Object point labels
● ● ●

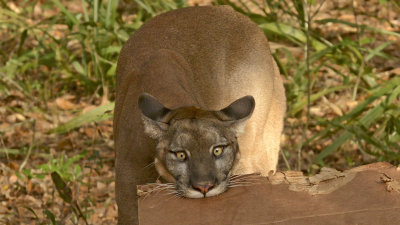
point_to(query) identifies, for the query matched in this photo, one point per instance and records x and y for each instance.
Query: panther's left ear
(236, 114)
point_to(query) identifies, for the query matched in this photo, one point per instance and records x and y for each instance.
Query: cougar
(199, 98)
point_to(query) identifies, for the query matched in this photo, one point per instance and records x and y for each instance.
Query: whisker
(149, 165)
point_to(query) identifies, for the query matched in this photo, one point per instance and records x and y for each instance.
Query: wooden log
(367, 194)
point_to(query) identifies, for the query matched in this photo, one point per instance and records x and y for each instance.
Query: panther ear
(153, 113)
(237, 113)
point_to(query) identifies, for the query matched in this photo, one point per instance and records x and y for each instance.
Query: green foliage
(66, 167)
(81, 59)
(373, 123)
(95, 115)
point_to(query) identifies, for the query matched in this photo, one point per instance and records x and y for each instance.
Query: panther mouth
(190, 192)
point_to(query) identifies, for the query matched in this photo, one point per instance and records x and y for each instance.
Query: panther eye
(180, 155)
(217, 151)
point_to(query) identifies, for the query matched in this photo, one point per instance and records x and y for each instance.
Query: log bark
(367, 194)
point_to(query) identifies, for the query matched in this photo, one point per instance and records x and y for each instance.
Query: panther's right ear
(153, 113)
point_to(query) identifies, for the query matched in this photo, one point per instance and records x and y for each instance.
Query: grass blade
(95, 115)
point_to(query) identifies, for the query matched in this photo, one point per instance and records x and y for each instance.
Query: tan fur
(206, 57)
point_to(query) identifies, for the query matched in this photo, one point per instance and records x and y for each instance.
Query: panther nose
(203, 188)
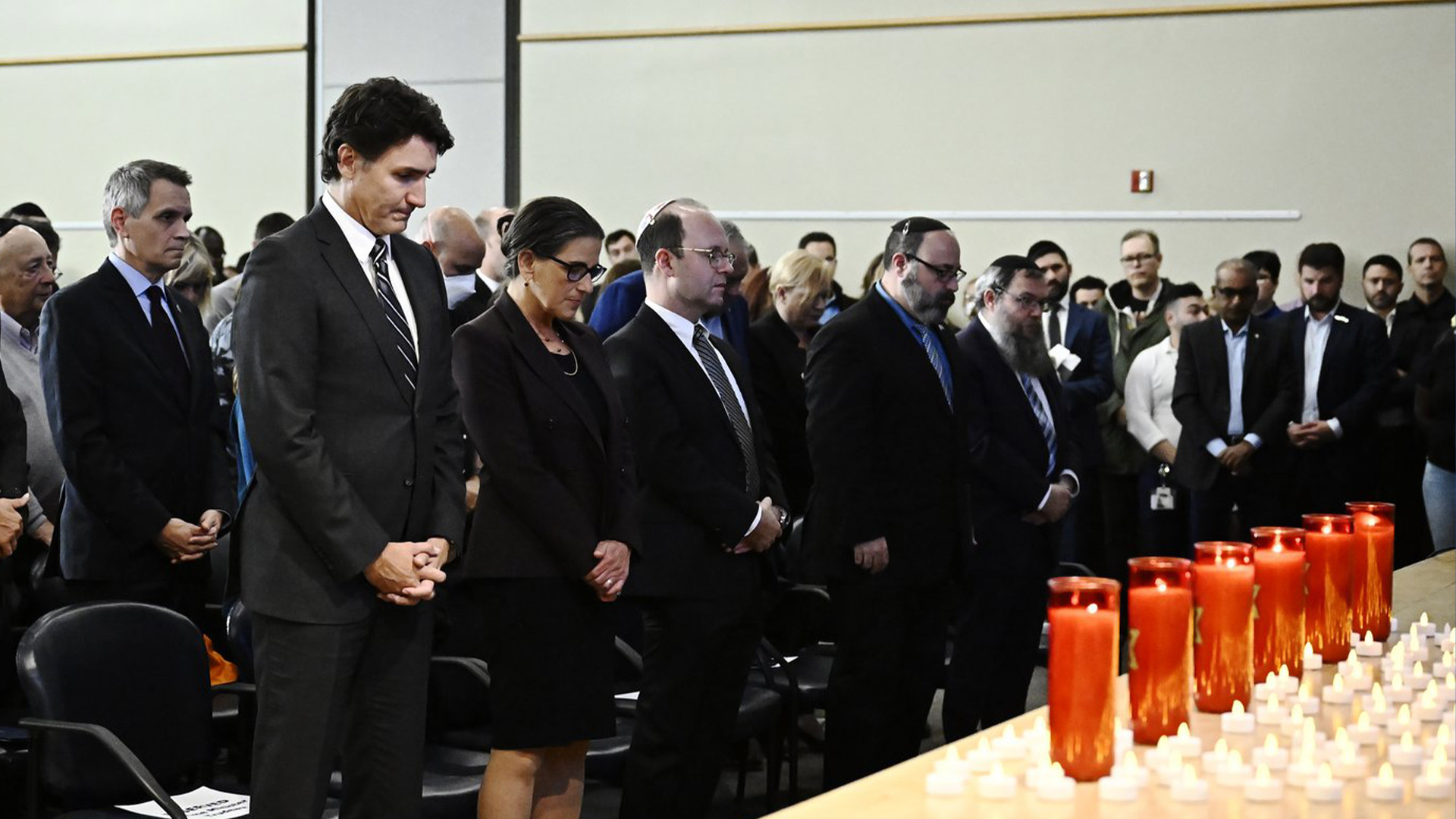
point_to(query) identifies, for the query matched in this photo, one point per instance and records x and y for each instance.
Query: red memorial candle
(1373, 556)
(1329, 545)
(1279, 601)
(1223, 626)
(1159, 645)
(1081, 672)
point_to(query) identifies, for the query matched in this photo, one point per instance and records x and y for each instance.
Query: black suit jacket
(348, 457)
(1008, 461)
(691, 472)
(1354, 372)
(1201, 397)
(778, 378)
(139, 449)
(557, 480)
(469, 308)
(886, 447)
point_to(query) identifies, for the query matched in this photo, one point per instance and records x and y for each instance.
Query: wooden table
(899, 793)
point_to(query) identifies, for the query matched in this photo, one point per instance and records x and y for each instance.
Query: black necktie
(165, 338)
(394, 311)
(740, 425)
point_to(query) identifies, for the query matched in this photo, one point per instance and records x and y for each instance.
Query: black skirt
(551, 654)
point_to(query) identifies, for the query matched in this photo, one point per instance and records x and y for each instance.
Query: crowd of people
(364, 416)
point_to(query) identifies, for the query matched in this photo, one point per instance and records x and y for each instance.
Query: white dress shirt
(683, 330)
(362, 242)
(1149, 397)
(1316, 337)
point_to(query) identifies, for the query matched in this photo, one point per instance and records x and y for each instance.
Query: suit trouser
(889, 662)
(998, 634)
(360, 682)
(693, 672)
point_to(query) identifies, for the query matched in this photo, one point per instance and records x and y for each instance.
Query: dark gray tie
(394, 311)
(726, 395)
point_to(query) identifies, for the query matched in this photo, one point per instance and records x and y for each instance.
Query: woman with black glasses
(549, 541)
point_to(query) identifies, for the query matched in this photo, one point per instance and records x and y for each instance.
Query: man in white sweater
(1149, 400)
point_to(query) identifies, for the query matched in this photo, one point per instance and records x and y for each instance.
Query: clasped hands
(184, 542)
(406, 572)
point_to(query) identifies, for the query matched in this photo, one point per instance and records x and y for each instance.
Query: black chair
(123, 707)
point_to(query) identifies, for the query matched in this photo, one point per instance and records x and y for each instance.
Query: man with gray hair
(886, 519)
(1234, 398)
(1022, 482)
(128, 388)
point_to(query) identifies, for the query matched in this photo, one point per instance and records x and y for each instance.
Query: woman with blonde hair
(800, 287)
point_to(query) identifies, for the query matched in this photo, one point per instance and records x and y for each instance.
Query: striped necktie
(726, 395)
(394, 311)
(1043, 420)
(941, 371)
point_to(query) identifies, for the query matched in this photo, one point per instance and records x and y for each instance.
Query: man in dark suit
(1024, 461)
(886, 515)
(1087, 381)
(622, 300)
(1234, 398)
(710, 502)
(128, 390)
(1340, 357)
(346, 385)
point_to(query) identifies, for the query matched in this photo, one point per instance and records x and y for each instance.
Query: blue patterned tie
(1043, 420)
(941, 371)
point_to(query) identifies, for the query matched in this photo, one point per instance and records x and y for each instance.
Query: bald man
(449, 234)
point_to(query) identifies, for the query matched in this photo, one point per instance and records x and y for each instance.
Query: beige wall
(237, 123)
(1347, 117)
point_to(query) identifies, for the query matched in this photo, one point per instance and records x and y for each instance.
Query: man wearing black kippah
(886, 518)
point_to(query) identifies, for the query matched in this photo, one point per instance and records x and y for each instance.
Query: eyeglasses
(576, 271)
(1024, 300)
(1237, 292)
(946, 273)
(715, 257)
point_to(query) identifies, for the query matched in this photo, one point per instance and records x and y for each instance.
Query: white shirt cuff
(756, 519)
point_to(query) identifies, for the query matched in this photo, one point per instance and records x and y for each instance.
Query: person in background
(1149, 394)
(778, 350)
(551, 541)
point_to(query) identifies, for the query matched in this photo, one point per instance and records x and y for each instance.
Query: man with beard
(1082, 347)
(887, 516)
(1232, 397)
(1341, 359)
(1022, 461)
(1401, 452)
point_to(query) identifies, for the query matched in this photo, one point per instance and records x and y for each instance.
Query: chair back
(136, 670)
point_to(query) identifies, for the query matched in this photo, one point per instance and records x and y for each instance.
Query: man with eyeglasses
(711, 504)
(1232, 397)
(1134, 315)
(1079, 337)
(1022, 480)
(1340, 359)
(887, 518)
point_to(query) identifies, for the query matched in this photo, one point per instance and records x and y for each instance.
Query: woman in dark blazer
(778, 346)
(549, 541)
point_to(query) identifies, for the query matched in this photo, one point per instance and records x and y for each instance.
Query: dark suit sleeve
(14, 469)
(612, 311)
(1372, 353)
(1092, 391)
(1199, 426)
(73, 365)
(277, 343)
(501, 426)
(666, 457)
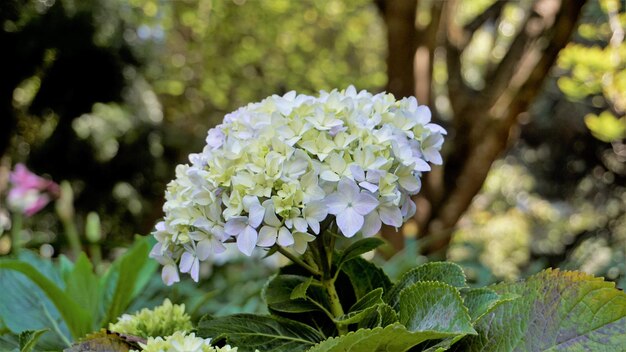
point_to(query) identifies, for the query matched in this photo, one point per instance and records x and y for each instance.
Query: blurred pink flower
(29, 193)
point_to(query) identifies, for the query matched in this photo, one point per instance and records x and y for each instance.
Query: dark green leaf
(434, 306)
(28, 339)
(383, 315)
(266, 333)
(300, 290)
(355, 316)
(365, 276)
(448, 273)
(126, 278)
(480, 301)
(278, 293)
(555, 311)
(78, 319)
(81, 285)
(369, 300)
(394, 338)
(359, 247)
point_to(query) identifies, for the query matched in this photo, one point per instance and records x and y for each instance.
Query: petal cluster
(273, 172)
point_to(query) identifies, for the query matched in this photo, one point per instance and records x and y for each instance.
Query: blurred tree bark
(484, 122)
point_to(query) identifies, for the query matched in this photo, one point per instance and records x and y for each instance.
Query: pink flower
(29, 193)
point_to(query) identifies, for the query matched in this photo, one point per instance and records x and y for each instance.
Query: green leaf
(363, 308)
(359, 247)
(369, 300)
(125, 279)
(278, 294)
(355, 317)
(78, 319)
(300, 290)
(480, 301)
(28, 339)
(264, 333)
(434, 306)
(556, 311)
(445, 272)
(383, 315)
(394, 338)
(81, 285)
(365, 276)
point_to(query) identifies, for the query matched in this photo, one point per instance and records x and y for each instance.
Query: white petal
(369, 186)
(348, 188)
(391, 216)
(256, 214)
(330, 176)
(349, 222)
(316, 210)
(169, 274)
(195, 270)
(300, 224)
(365, 203)
(411, 183)
(235, 225)
(247, 240)
(408, 209)
(284, 237)
(336, 203)
(314, 224)
(420, 165)
(372, 224)
(267, 236)
(204, 249)
(357, 172)
(300, 241)
(186, 261)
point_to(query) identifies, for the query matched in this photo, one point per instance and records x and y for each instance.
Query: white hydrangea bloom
(275, 173)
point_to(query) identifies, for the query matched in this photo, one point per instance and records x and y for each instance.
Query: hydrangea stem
(298, 261)
(16, 231)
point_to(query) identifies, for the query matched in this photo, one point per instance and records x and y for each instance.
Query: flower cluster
(277, 172)
(29, 193)
(163, 320)
(182, 342)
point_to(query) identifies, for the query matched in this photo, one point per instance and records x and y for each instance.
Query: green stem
(335, 304)
(298, 261)
(16, 230)
(72, 238)
(96, 257)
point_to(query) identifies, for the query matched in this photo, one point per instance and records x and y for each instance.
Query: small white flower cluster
(181, 342)
(274, 170)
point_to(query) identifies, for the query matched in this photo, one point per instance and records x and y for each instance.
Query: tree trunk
(484, 122)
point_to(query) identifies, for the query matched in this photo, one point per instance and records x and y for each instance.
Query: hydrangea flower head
(163, 320)
(274, 173)
(182, 342)
(29, 192)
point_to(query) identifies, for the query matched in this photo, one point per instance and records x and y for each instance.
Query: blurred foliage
(595, 70)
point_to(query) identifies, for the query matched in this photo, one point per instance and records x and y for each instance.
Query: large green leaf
(126, 278)
(359, 247)
(480, 301)
(264, 333)
(448, 273)
(383, 315)
(394, 338)
(78, 319)
(81, 285)
(434, 306)
(555, 311)
(365, 276)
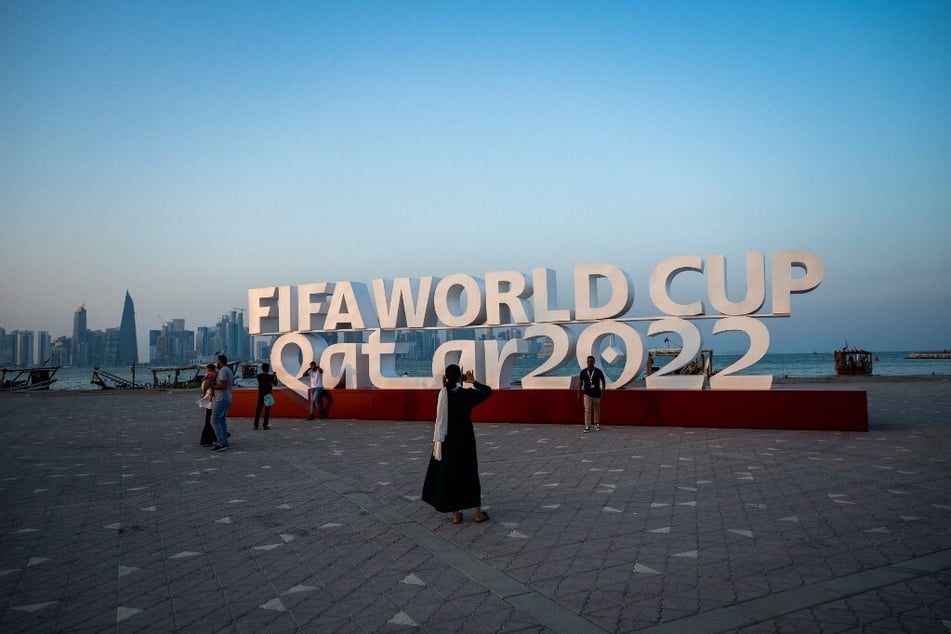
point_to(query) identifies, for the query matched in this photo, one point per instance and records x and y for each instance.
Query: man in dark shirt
(592, 385)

● ● ●

Stated task: How many lines of the records contain the word "necktie"? Give only the number.

In response: 2